TASK PROMPT – Please transcribe the entries below exactly and leave out every picture.

--- --- ---

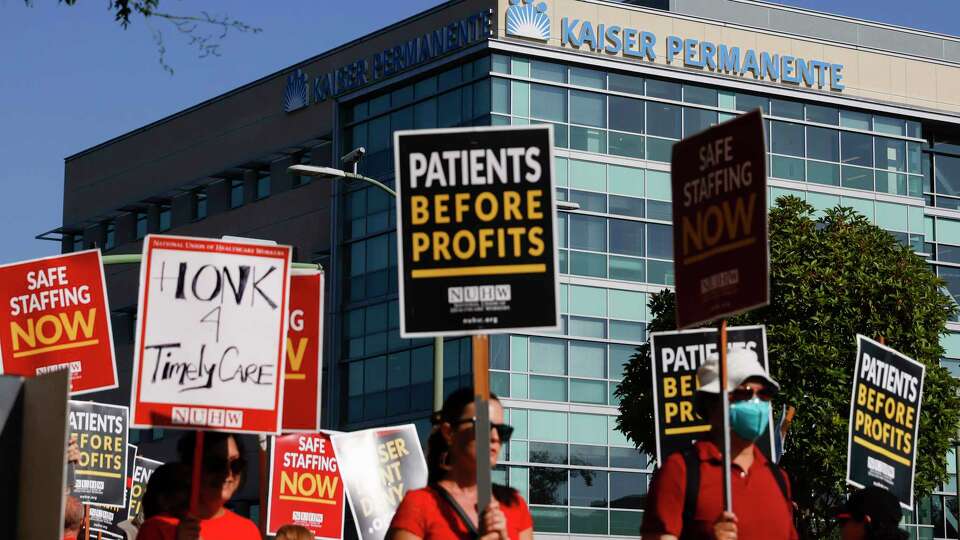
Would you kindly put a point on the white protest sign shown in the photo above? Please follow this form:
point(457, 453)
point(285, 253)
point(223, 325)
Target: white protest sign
point(211, 335)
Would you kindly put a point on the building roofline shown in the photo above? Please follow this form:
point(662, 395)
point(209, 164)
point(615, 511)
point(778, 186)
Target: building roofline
point(251, 84)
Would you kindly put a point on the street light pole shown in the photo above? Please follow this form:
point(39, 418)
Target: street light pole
point(353, 158)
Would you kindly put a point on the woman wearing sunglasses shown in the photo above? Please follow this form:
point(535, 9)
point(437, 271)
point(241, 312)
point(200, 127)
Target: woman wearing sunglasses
point(223, 473)
point(685, 497)
point(447, 507)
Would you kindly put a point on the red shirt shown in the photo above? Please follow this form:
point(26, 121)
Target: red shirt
point(426, 514)
point(763, 513)
point(228, 526)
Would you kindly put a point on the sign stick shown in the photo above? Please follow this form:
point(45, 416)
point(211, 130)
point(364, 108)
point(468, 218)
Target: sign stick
point(197, 474)
point(725, 400)
point(481, 391)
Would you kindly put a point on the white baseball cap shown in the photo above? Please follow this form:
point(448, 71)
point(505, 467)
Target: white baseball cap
point(742, 364)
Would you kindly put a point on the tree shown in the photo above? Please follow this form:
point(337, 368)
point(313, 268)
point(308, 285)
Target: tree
point(830, 279)
point(205, 31)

--- --- ---

SOLUTION –
Would you kindly put a point on the white protest sign shown in the photo above? Please follow this form:
point(457, 453)
point(285, 253)
point(223, 325)
Target: white protest sign
point(211, 335)
Would you kindly put a point on the building roofline shown in the photo above? Please follow this form:
point(662, 395)
point(209, 164)
point(615, 511)
point(778, 186)
Target: building roofline
point(251, 84)
Would you kindly put a point on the street light pole shown in the photo above? Please follow this form:
point(39, 418)
Target: street light pole
point(353, 158)
Would you kindly put a point on the woman wearing sunglasses shown in the photo above? Please follow this form:
point(535, 9)
point(437, 271)
point(241, 312)
point(200, 127)
Target: woman wearing sunglasses
point(223, 473)
point(685, 497)
point(447, 507)
Would you kindly put a point on the red shirt shown in the photo above? Please follow this form:
point(26, 121)
Target: red shirt
point(426, 514)
point(763, 513)
point(228, 526)
Would you kindly put a point on the sign stick shown in the photo above? Please follow this form:
point(45, 416)
point(211, 130)
point(364, 108)
point(468, 218)
Target: sign stick
point(197, 474)
point(725, 400)
point(481, 391)
Would you kindly put a point on the white baseball cap shown in the photo above? Please follow this form:
point(448, 71)
point(505, 467)
Target: white baseball cap
point(742, 364)
Would you kindly put a point on the tree shown in the photo above? Please follow this form:
point(337, 368)
point(313, 268)
point(308, 285)
Target: tree
point(830, 279)
point(205, 31)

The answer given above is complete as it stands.